### THE TASK
Please retype the listing below verbatim, from the line holding "of the shadow" through the line holding "[[379, 398], [987, 320]]", both included.

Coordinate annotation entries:
○ ○ ○ ○ ○ ○ ○

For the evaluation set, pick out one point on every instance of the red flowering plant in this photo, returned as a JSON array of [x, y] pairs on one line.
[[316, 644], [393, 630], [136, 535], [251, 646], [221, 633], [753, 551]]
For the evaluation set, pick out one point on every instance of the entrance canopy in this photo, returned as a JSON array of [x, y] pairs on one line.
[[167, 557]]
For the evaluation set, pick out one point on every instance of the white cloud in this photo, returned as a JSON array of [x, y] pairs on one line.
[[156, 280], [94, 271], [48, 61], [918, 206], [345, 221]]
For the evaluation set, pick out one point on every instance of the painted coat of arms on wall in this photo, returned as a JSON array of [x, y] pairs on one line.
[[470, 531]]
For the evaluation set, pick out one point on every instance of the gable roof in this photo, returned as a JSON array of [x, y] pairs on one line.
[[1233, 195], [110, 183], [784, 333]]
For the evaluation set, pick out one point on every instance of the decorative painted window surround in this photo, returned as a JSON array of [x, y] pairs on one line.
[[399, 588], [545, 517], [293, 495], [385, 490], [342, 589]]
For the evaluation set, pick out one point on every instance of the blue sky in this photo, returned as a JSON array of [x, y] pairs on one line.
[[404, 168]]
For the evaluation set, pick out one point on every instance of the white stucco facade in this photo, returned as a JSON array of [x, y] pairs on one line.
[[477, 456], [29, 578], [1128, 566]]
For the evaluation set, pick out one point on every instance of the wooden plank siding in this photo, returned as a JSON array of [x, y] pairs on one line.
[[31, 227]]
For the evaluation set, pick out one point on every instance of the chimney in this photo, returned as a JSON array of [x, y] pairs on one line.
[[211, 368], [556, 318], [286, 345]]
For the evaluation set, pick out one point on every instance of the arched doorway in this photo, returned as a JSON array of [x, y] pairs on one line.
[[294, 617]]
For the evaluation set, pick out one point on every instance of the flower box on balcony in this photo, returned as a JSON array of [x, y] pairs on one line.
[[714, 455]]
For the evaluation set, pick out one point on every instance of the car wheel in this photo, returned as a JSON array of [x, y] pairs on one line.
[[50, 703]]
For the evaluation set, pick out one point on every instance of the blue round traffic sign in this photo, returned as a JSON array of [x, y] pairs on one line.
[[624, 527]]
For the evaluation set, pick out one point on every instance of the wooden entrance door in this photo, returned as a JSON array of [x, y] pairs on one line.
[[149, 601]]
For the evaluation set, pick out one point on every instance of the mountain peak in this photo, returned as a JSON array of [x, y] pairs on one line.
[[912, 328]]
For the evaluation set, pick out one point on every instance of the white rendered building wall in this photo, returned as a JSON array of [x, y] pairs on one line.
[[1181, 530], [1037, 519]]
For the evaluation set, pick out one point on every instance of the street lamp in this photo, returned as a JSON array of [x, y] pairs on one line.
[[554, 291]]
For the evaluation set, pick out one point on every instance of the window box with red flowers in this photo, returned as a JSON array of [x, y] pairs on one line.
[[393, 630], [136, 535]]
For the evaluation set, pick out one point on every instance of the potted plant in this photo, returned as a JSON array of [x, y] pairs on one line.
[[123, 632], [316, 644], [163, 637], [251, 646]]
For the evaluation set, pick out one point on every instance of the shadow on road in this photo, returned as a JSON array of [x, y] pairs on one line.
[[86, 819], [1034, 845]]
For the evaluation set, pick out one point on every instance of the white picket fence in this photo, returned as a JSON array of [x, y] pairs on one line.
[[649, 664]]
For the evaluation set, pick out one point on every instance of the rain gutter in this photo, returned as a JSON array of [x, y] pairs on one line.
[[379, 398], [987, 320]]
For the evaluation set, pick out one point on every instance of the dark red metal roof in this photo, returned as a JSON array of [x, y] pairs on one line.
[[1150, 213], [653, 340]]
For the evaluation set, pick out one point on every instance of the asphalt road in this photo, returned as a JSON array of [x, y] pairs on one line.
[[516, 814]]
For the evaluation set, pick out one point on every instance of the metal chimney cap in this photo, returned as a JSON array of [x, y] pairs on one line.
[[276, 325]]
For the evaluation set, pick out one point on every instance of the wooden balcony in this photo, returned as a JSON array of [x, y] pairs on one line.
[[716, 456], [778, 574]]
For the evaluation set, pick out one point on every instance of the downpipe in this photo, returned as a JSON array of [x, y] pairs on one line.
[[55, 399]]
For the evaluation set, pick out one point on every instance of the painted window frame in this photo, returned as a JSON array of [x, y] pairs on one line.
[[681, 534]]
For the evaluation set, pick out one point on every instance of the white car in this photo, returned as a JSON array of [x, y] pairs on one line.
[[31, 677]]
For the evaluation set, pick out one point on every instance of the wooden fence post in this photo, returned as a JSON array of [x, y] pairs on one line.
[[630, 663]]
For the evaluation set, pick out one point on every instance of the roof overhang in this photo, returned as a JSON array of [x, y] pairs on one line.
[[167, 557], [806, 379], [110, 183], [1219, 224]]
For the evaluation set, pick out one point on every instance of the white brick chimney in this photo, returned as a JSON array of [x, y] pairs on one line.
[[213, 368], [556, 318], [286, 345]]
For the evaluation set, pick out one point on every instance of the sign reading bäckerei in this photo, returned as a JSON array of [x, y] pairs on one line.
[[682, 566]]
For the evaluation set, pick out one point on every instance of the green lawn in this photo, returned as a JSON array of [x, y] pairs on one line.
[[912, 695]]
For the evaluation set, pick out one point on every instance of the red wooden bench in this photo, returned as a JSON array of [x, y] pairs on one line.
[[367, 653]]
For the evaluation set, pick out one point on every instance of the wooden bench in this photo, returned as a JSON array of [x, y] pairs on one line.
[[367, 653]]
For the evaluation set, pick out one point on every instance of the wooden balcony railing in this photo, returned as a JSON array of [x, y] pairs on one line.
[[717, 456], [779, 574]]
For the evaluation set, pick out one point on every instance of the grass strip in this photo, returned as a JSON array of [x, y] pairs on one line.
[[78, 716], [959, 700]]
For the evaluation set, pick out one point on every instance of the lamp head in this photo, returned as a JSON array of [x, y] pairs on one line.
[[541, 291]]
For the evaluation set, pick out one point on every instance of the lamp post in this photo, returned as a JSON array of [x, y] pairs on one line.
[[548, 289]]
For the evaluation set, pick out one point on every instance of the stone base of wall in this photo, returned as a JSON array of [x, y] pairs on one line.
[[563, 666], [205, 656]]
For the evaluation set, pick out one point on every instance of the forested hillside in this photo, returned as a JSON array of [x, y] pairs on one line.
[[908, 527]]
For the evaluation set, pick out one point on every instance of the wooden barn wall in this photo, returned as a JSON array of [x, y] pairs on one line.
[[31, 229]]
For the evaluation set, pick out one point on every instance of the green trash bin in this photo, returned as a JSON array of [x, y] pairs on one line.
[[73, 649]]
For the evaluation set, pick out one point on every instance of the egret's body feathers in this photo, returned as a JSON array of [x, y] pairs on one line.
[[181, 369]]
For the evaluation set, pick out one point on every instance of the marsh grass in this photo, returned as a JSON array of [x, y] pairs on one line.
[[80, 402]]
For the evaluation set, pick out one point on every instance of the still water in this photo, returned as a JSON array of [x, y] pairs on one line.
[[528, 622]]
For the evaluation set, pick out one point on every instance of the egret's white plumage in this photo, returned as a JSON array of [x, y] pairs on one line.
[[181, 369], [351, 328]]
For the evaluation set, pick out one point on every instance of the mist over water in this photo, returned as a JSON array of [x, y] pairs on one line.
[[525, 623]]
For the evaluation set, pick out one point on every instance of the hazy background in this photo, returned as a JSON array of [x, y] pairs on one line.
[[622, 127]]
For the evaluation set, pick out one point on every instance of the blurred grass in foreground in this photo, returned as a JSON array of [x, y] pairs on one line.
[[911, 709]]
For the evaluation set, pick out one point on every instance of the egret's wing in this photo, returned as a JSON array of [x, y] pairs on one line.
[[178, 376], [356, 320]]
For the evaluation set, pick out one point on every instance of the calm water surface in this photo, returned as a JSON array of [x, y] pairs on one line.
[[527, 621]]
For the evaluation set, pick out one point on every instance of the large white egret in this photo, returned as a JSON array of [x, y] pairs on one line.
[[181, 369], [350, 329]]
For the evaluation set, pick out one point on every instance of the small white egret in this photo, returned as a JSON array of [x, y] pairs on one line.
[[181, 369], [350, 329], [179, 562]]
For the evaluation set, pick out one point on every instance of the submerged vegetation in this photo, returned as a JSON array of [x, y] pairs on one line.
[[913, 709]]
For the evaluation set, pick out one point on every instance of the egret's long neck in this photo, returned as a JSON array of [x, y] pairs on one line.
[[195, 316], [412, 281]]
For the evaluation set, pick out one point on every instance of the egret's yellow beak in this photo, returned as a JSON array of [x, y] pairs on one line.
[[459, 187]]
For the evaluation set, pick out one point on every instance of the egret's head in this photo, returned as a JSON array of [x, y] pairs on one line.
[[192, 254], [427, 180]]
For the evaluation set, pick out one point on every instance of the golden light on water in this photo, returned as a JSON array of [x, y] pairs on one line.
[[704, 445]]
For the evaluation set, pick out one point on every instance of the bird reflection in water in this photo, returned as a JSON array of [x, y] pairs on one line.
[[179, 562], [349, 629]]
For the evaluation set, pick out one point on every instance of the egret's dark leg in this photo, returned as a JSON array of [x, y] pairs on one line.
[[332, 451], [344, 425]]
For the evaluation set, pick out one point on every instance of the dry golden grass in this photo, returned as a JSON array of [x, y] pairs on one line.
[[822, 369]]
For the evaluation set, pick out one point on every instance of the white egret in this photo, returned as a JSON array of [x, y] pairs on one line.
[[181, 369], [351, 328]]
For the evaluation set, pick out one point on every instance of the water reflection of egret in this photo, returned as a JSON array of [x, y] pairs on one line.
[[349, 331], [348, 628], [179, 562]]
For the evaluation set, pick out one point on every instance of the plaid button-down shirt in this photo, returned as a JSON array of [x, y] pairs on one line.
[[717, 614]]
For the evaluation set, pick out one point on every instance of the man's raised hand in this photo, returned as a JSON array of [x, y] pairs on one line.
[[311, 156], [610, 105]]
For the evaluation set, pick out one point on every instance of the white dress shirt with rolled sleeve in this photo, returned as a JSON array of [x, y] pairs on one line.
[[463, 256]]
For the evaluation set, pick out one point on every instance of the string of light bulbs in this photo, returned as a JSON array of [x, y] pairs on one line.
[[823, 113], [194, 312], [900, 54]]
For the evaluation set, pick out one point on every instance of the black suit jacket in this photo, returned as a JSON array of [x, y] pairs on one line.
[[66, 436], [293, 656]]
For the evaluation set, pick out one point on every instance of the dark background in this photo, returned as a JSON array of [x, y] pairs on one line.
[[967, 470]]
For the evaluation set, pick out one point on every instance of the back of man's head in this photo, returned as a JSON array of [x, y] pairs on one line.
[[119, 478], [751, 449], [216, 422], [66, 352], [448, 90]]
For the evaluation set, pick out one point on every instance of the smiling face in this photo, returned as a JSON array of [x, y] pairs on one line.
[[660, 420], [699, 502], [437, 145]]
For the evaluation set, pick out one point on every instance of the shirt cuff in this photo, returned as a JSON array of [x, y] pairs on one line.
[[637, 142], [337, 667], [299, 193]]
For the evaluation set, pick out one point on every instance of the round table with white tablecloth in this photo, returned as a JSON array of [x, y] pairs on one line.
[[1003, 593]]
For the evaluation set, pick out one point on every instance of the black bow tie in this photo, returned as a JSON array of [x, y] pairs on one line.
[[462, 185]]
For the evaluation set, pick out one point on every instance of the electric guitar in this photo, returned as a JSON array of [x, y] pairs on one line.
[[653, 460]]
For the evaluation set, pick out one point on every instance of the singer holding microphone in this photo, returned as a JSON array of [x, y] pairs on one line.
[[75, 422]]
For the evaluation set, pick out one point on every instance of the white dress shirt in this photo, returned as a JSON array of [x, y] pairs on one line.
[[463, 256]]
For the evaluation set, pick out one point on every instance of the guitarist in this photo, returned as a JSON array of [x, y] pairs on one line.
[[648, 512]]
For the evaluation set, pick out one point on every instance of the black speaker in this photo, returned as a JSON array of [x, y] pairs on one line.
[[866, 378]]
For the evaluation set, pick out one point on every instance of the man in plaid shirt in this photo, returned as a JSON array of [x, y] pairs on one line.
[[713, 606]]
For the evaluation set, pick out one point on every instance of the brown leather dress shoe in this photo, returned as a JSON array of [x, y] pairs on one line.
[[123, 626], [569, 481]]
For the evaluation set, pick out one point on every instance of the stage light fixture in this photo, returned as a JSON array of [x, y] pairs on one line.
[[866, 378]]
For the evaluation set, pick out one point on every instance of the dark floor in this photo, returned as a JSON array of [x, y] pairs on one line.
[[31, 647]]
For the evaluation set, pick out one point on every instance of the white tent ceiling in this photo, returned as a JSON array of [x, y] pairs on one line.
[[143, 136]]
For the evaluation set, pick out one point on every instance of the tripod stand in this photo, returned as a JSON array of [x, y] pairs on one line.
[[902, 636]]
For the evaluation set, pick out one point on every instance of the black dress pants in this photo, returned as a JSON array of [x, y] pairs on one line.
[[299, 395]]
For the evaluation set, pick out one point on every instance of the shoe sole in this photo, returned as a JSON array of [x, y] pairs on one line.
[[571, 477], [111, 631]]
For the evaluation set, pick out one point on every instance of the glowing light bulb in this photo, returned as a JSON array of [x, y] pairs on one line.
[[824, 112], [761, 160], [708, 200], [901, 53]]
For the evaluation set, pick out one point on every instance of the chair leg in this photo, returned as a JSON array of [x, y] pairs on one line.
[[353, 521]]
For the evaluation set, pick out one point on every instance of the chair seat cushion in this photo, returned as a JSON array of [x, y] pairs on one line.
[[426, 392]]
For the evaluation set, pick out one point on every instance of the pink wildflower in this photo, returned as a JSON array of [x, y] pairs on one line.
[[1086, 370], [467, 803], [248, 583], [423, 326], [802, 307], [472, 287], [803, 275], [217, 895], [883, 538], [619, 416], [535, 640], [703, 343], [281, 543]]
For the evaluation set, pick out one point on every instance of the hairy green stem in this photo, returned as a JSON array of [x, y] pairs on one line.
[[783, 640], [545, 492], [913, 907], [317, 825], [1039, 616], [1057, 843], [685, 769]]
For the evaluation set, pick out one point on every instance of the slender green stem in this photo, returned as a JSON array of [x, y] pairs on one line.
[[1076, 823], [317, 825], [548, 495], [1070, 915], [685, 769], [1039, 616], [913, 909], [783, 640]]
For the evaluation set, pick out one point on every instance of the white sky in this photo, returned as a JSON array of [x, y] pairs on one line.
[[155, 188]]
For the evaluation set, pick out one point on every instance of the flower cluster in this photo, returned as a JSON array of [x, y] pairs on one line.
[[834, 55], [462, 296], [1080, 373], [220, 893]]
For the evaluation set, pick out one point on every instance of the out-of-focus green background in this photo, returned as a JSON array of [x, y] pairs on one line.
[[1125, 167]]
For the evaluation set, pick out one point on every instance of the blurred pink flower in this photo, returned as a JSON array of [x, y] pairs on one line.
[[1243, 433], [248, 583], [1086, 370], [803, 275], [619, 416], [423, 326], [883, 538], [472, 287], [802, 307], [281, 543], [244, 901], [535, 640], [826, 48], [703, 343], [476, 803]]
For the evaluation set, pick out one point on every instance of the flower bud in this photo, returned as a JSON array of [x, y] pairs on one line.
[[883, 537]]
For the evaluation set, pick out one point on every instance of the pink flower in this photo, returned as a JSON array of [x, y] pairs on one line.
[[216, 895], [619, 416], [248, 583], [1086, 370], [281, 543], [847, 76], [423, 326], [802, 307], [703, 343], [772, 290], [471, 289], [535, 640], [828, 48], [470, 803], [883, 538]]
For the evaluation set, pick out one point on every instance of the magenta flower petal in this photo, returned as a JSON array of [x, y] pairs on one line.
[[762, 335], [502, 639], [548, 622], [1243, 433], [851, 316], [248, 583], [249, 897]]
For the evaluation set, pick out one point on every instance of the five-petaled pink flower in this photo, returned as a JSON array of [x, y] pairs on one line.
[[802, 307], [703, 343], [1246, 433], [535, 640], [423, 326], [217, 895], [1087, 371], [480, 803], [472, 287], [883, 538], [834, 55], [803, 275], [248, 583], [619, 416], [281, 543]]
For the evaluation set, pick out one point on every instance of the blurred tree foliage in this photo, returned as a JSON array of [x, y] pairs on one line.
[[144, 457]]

○ ○ ○ ○ ○ ○ ○

### SOLVED PROBLEM
For the evaluation set, pick out one point on every instance of the shadow on road in this photo, returned as a JSON array of [x, y] pairs on one line.
[[86, 819], [1034, 845]]
For the evaluation set, pick out one point on every instance of the white picket fence in this photo, returned as a JSON array of [x, y] pairs on one line.
[[649, 664]]
For the evaluation set, pick out one point on every instance of the rain gutter in this photo, returned as a JSON array of [x, y] pairs on one line.
[[379, 398], [987, 320]]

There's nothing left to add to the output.